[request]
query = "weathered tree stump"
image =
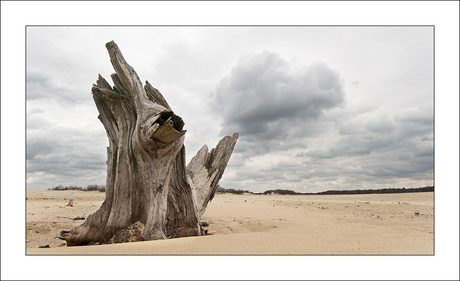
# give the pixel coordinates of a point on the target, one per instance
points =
(150, 194)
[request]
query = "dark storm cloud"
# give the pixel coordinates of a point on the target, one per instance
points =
(268, 100)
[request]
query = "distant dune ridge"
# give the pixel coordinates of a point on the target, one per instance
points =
(248, 224)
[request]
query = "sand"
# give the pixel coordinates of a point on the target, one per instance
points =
(373, 224)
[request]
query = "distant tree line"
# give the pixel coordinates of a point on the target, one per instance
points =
(101, 188)
(378, 191)
(356, 191)
(231, 190)
(92, 187)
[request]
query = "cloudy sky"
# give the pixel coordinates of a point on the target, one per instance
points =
(317, 107)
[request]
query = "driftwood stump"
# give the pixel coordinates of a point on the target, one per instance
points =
(150, 193)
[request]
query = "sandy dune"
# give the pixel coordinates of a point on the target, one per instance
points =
(374, 224)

### Short problem
Print the listing above in full, exactly as written. Omit any pictures.

### Solution for this exercise
[request]
query = "weathered tree stump"
image =
# give the pixel coordinates of a point on the target, one per instance
points =
(150, 194)
[request]
query = "dark storm cloud"
# give the pixel coordinates of a point on the target, one per instance
points =
(268, 100)
[request]
query = "distant dune ridge"
# give the pixel coordinates of a point on the target, one per instance
points =
(248, 224)
[request]
query = "sand"
# give the pixel coordinates of a point on the target, one per instance
points =
(373, 224)
[request]
query = "distant tree line"
# give the pixel coordinates of a point on the target, one per instance
points =
(101, 188)
(378, 191)
(356, 191)
(231, 190)
(92, 187)
[request]
query = "cloudy sky"
# give the pixel coordinates of a point on the target, one per instance
points =
(317, 107)
[request]
query = "driftwood stump"
# give the pixel coordinates of a point on the target, one per instance
points =
(150, 193)
[request]
query = "sandy dune"
# give the pixel coordinates of a point on the target, one per instance
points =
(374, 224)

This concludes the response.